● Exercise prompt: Please rewrite every one of the entries below with "one point per instance" changed to "a single point for each instance" and nothing else altered. Omit the pictures from your answer.

Excerpts of pointing data:
________________

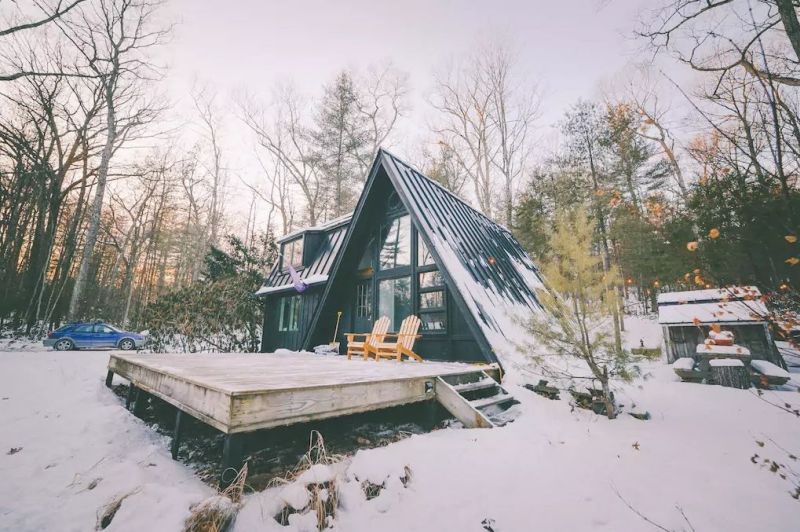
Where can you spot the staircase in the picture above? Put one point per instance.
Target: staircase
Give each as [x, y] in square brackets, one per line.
[474, 398]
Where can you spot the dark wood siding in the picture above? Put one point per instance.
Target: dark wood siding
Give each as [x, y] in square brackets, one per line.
[273, 338]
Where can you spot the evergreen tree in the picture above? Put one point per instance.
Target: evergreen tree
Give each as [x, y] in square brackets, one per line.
[633, 158]
[340, 137]
[579, 305]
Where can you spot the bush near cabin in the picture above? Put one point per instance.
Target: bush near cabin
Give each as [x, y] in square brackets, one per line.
[218, 312]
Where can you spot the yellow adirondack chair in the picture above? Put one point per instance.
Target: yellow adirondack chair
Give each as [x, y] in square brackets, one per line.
[402, 345]
[357, 347]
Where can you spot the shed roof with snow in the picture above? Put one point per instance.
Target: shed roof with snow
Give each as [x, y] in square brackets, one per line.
[720, 305]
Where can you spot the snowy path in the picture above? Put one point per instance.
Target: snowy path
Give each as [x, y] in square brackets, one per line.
[551, 469]
[73, 432]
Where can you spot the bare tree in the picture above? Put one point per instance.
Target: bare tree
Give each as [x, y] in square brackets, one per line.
[382, 94]
[48, 14]
[114, 40]
[640, 88]
[723, 35]
[513, 112]
[487, 116]
[285, 138]
[204, 102]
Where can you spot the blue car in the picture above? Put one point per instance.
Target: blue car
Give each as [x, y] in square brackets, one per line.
[96, 335]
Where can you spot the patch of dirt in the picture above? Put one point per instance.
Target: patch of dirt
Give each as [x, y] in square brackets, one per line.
[274, 453]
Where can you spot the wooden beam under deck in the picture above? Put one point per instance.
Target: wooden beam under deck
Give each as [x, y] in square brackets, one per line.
[243, 393]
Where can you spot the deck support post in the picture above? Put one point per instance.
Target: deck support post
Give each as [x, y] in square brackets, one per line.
[176, 434]
[232, 457]
[131, 397]
[139, 402]
[431, 415]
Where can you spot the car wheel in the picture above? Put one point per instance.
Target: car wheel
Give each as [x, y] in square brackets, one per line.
[126, 344]
[65, 344]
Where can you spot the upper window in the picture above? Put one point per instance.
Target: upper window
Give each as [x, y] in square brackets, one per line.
[289, 314]
[394, 300]
[293, 253]
[395, 249]
[432, 301]
[364, 300]
[393, 203]
[424, 257]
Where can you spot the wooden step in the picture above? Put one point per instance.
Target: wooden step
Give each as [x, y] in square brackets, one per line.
[460, 407]
[472, 386]
[491, 401]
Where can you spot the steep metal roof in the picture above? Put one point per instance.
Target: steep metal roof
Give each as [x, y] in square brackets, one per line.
[490, 276]
[317, 271]
[486, 250]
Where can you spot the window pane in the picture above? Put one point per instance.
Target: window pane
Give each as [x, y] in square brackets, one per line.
[424, 256]
[289, 314]
[363, 301]
[396, 244]
[293, 253]
[394, 300]
[430, 279]
[433, 321]
[366, 259]
[431, 300]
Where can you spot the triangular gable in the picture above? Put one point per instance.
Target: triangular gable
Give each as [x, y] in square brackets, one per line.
[488, 274]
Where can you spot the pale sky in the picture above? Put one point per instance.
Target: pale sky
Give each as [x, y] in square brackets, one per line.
[569, 47]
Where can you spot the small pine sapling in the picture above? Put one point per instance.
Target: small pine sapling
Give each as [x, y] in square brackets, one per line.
[579, 303]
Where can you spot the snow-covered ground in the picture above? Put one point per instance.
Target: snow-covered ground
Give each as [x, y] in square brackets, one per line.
[724, 458]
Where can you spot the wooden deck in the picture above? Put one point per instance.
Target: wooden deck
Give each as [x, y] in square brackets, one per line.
[243, 393]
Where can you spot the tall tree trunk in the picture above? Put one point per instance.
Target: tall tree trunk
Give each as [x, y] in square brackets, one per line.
[97, 203]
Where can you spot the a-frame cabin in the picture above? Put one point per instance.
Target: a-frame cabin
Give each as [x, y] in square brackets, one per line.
[410, 247]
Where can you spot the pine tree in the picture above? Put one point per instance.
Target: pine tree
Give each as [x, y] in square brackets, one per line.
[340, 136]
[579, 304]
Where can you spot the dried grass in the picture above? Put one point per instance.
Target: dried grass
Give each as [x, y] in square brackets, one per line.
[106, 514]
[323, 496]
[217, 513]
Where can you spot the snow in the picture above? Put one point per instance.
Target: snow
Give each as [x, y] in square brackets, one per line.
[769, 369]
[685, 363]
[726, 363]
[641, 330]
[310, 280]
[560, 469]
[731, 312]
[735, 350]
[713, 294]
[321, 227]
[703, 449]
[79, 449]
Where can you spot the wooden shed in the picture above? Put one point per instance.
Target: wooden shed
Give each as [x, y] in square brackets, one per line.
[687, 317]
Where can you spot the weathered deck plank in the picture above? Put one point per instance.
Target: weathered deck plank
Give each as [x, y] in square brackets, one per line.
[242, 393]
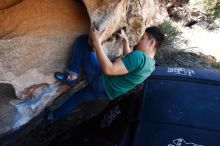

________________

● Complete response:
Where can you spot the staircase in the picture above? Put a single point for each instance.
Target: staircase
Give each as [x, y] in square brackets, one per line.
[474, 398]
Where can you spot the dark wood siding in the picture above? Put a single point for each instance.
Target: dark wood siding
Give each as [x, y] in square brackets, one per line.
[273, 338]
Where can you spot the evergreen tree in the picture above? Put a single point for each instance.
Target: evergreen tree
Give each as [x, y] in square brackets, one per line.
[633, 158]
[340, 137]
[579, 305]
Where can you spot the bush near cabin in the picture above? Put a single point for each instance.
Target: bush near cabin
Give each as [x, y] in square brackets, one per line.
[218, 312]
Where can you spot the yellow adirondack chair in the picture above? Put a single point for each instance.
Target: yellow adirondack chair
Give each as [x, y] in square brackets, one per line.
[402, 345]
[357, 347]
Where can you spot the shed roof with snow in the picture above? Put a single point for each instance.
Target: shed roof with snow
Give each as [x, y] in square brackets, one per line.
[720, 305]
Where can you spot the snowy path in the picture above? Put a single point for each instance.
Target: snowy path
Give each as [x, y] in square brackets, one per line.
[551, 469]
[73, 432]
Where can you spot the bare tree in the picture above? Put a single point for each instance.
Target: bare tree
Give each as [x, y] in square brackets, one per line.
[382, 94]
[48, 14]
[114, 40]
[640, 88]
[723, 35]
[513, 112]
[487, 116]
[285, 138]
[204, 102]
Where can you spot the blue car in the picture above? Put a single point for each instance.
Target: blue car
Give each as [x, y] in square brackets, one per line.
[96, 335]
Where can you spot the patch of dirt in the picture above? Put a single point for each instance.
Target: patch of dirt
Give each as [x, y] in square brackets, one per line.
[274, 453]
Where can you spot the wooden beam under deck in the picture above? Put a single point for each instance.
Target: wooden beam under deck
Give each as [x, y] in square brackets, one per line.
[243, 393]
Where can you spot the deck support post in the picture above? Put a single point for each instance.
Target: deck support post
Give each as [x, y] in square brackets, one per line.
[176, 434]
[232, 457]
[131, 397]
[139, 402]
[431, 415]
Where can you spot the car wheel in the picture above? Put a single point for each instance.
Target: car wheel
Give each as [x, y] in square brackets, one per line.
[126, 344]
[65, 344]
Where can you spot the upper window in the picture above? Put a single point for each instance.
Target: upper window
Give each as [x, y] in square brackets, one per line.
[289, 314]
[394, 300]
[293, 253]
[395, 249]
[432, 301]
[364, 300]
[393, 203]
[424, 257]
Where can you spot the wooden step in the picture above? Put a single point for each instance.
Target: wooden step
Give each as [x, y] in square brackets, one per line.
[460, 407]
[472, 386]
[491, 401]
Where can you spot the steep metal roof in the picture above? Put a single point for each instance.
Target: steep metal roof
Give each as [x, y] in square brackets, one per line.
[490, 276]
[317, 271]
[486, 250]
Where can you spot the window pane in the picture above? Put a single point for each instance.
Target: window pane
Give each as [x, y] in square brackets, one per line.
[424, 256]
[289, 314]
[363, 301]
[396, 244]
[293, 253]
[394, 300]
[430, 279]
[433, 321]
[366, 259]
[431, 300]
Where can you spot the triangular gable in the picture above? Put a single point for each instance.
Target: triangular gable
Give each as [x, y] in square brackets, one per line.
[488, 274]
Where can you spot the pale sky in the picture above? Put a single point for each instance.
Target: pale sky
Give each as [x, y] in square brackets, one per line.
[569, 47]
Where can you spot the small pine sapling in the picture above? Put a single point for each instance.
Target: small pine sapling
Give each as [x, y] in square brackets, one per line.
[579, 303]
Where can you spot the snow-covered ground in the picture above? Put a single point for each instance.
Target: snow-covered ground
Give each as [x, y] in square brackets, one per line.
[724, 458]
Where can you spot the wooden deck in the picture above? Put a single point for each instance.
Target: wooden deck
Give each as [x, y] in square brackets, one per line.
[243, 393]
Where can you spot the tall tree trunk in the picture above? Put a single point for each instance.
Target: tall tree trunk
Give each as [x, y] in square brackets, one per line.
[97, 203]
Where can you spot the a-frame cabin in the picture above? Put a single point for each instance.
Target: a-frame cabin
Give each as [x, y] in square brackets, one per line.
[410, 247]
Where can you spot the pine tree in the picture above? Put a single point for each instance.
Target: pine tree
Give each as [x, y] in square brackets, one per line.
[340, 136]
[579, 304]
Where can you spot the dried grass in the picture above? Put a single point for each instance.
Target: dried grass
Give each as [x, y] in square brackets, one per line.
[106, 514]
[323, 496]
[217, 513]
Where can you spot the snow in the picture above? Put a single point for each instance.
Target: snow
Give each as [x, y] in square brackets, one per line.
[769, 369]
[685, 363]
[726, 363]
[641, 330]
[310, 280]
[560, 469]
[731, 312]
[735, 350]
[713, 294]
[321, 227]
[703, 449]
[79, 449]
Where can you spot the wooden shed in the picture above? Put a single point for each instance.
Target: wooden shed
Give each as [x, y] in square brackets, one per line.
[687, 317]
Where can you spot the weathered deck plank in the picture above? Put a single point for each instance.
Target: weathered deck plank
Give each as [x, y] in square brackets, one per line.
[242, 393]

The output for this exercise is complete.